───── Material provided
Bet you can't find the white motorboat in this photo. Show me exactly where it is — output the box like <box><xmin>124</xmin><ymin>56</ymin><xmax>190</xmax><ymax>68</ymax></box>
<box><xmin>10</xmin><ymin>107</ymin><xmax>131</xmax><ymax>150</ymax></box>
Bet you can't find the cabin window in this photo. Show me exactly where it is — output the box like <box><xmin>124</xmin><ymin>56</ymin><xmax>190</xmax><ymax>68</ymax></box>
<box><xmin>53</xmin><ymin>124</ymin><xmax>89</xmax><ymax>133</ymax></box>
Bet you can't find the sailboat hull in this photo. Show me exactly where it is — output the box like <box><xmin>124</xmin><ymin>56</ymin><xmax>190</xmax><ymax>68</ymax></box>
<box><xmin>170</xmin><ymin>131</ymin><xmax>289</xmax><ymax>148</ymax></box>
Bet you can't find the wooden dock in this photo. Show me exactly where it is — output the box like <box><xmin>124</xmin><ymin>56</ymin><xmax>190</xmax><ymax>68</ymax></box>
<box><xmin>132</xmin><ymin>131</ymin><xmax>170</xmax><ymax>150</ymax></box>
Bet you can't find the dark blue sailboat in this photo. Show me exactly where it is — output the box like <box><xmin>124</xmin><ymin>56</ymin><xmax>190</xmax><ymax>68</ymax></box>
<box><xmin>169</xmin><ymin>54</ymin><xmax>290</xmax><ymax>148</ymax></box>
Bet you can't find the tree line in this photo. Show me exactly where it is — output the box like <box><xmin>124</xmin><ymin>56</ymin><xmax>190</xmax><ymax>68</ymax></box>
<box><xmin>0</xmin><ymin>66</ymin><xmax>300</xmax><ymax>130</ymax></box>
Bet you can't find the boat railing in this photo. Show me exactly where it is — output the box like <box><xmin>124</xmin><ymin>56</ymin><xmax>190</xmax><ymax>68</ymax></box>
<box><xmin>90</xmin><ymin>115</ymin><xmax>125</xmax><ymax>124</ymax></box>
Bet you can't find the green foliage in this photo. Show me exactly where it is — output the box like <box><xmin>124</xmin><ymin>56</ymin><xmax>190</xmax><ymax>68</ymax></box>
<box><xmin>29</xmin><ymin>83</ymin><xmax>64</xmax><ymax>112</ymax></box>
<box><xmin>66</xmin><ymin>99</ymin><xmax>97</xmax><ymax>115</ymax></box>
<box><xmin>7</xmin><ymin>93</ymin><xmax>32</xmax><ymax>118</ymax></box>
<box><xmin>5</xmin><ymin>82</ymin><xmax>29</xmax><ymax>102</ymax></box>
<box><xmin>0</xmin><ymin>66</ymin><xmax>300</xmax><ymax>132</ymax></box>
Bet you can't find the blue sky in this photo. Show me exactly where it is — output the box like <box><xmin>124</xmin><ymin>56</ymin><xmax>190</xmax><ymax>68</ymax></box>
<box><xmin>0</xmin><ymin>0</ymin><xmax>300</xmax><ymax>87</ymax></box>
──────────
[Task details]
Locate every line above that contains the word "blue" and copy each of those lines in full.

[Complete output]
Bet you can't find the dark blue sailboat in this photo. Show me exactly where it is — output the box like <box><xmin>124</xmin><ymin>56</ymin><xmax>190</xmax><ymax>68</ymax></box>
Bet you can't find the blue sky in this photo. Show me exactly where it is — output the box like <box><xmin>124</xmin><ymin>56</ymin><xmax>190</xmax><ymax>68</ymax></box>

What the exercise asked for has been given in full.